Stored entries:
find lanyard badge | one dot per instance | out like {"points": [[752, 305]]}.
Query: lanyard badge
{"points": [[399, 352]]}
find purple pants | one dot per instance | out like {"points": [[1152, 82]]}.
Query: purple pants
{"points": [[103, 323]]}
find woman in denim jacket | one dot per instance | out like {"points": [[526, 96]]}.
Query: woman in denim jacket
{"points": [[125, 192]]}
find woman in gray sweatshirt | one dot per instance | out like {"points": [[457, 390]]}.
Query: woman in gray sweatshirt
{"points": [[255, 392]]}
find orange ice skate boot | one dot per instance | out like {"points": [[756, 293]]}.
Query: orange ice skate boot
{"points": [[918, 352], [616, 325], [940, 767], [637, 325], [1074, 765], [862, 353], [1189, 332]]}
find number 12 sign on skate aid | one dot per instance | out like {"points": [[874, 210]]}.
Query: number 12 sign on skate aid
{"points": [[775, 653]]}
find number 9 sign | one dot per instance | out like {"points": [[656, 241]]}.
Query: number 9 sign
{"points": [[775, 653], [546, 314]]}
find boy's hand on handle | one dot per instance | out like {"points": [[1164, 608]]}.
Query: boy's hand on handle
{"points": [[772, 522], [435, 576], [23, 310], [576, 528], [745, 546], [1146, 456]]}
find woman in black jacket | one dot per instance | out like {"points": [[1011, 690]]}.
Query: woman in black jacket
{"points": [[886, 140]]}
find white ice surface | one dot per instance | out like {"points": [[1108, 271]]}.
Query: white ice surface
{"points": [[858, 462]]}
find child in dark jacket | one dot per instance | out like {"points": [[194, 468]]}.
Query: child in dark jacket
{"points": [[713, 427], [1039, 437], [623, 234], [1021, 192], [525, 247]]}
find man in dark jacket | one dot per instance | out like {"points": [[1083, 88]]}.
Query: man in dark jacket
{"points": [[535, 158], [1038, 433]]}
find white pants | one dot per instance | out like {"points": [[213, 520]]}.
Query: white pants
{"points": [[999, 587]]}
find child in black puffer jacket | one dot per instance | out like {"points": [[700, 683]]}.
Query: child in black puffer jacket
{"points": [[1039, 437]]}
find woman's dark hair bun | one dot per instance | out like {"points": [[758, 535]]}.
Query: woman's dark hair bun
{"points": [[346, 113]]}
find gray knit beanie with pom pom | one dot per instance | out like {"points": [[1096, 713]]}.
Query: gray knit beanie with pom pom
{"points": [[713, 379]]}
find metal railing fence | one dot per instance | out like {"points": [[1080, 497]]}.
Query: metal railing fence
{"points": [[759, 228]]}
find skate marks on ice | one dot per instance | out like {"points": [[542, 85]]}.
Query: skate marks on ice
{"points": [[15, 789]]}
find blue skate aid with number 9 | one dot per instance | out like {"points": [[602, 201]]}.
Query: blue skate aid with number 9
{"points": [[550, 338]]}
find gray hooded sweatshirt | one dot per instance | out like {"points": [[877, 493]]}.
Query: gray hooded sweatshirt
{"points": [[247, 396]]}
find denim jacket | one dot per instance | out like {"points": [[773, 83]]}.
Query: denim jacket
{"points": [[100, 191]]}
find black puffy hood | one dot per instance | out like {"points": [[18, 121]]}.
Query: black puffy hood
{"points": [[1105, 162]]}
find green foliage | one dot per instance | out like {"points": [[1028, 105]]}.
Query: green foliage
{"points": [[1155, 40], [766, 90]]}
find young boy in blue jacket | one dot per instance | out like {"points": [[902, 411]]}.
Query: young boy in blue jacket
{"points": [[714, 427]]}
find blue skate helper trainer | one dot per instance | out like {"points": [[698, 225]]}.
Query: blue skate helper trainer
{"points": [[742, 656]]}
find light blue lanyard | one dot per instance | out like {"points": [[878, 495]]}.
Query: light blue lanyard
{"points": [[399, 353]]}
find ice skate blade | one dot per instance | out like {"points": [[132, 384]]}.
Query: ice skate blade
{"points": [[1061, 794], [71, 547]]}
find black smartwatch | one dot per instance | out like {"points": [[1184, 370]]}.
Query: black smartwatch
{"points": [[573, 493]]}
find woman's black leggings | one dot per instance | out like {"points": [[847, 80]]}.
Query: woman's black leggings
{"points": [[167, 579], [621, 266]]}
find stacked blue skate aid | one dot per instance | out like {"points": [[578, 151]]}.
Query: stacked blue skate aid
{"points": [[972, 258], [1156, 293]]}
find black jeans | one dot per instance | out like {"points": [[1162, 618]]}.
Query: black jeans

- _Directions for this task_
Copy out the entries above from the line containing "find black smartwatch" through the end of the entries, replacing "one dot per instance" with "one point per instance" and keeping everything else the same.

- _Output_
find black smartwatch | one point per instance | out like {"points": [[1184, 370]]}.
Query: black smartwatch
{"points": [[573, 493]]}
find woman's black leggings | one point per instance | out like {"points": [[847, 80]]}.
Query: woman's black leggings
{"points": [[167, 579], [621, 266]]}
find stacked blue skate aid | one point per instance | out like {"points": [[578, 151]]}.
Query: stacked blue skate aid
{"points": [[972, 258], [1156, 293]]}
find black jeans | one point per instance | out like {"points": [[1162, 618]]}.
Query: black jeans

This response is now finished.